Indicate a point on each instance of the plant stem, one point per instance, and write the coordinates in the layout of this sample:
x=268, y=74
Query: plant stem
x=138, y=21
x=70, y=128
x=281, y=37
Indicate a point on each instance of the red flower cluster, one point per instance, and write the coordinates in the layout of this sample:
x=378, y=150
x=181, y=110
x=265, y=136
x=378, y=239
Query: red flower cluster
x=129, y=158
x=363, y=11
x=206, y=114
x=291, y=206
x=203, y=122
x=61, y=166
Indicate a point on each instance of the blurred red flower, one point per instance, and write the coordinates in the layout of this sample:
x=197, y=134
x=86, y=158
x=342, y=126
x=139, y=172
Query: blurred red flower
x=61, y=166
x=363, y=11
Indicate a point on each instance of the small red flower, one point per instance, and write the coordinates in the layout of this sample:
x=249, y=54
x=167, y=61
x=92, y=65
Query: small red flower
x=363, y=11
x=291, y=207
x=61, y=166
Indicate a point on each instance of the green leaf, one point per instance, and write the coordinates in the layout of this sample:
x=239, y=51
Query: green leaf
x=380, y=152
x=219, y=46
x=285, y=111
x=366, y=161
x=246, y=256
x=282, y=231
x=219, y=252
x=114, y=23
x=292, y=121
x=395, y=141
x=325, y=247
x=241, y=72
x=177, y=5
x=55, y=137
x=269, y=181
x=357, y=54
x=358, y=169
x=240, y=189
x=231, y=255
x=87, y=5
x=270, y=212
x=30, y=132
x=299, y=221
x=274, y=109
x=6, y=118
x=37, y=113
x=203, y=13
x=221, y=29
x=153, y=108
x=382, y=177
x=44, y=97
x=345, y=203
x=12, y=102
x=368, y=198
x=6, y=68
+++
- **Problem**
Reproduce the material precisely, including every line.

- **Solution to this exercise**
Indicate a point on each instance of the plant stem, one point per instance, and write the coordinates in the layout of this sample:
x=268, y=74
Query: plant stem
x=138, y=21
x=70, y=128
x=281, y=37
Indicate a point on each instance of the red flower cluster, one point per instance, and write the coordinates in the layout of this sample:
x=378, y=150
x=181, y=110
x=265, y=136
x=378, y=239
Query: red flower cluster
x=129, y=158
x=363, y=11
x=206, y=114
x=291, y=206
x=203, y=122
x=61, y=166
Indicate a point on each instance of the blurred red flower, one point per instance, and write the coordinates in the layout of this sample:
x=197, y=134
x=86, y=158
x=342, y=126
x=139, y=172
Query: blurred red flower
x=61, y=166
x=363, y=11
Indicate a point on each instance of the small red flower, one point per instance, and write the coordinates in the layout of this sample:
x=249, y=54
x=167, y=61
x=92, y=65
Query: small red flower
x=363, y=11
x=291, y=207
x=61, y=166
Indicate a point on each instance of the green leaf, one point per instance, and write the coordinates in the layout of this sample:
x=239, y=51
Query: green leaf
x=380, y=152
x=219, y=46
x=285, y=111
x=366, y=161
x=246, y=256
x=282, y=231
x=219, y=252
x=114, y=23
x=292, y=121
x=395, y=141
x=325, y=247
x=241, y=72
x=177, y=5
x=55, y=137
x=269, y=181
x=357, y=54
x=358, y=169
x=240, y=189
x=231, y=255
x=87, y=5
x=270, y=212
x=30, y=132
x=299, y=221
x=274, y=109
x=6, y=118
x=37, y=113
x=203, y=13
x=221, y=29
x=153, y=108
x=382, y=177
x=44, y=97
x=345, y=203
x=12, y=102
x=368, y=198
x=6, y=68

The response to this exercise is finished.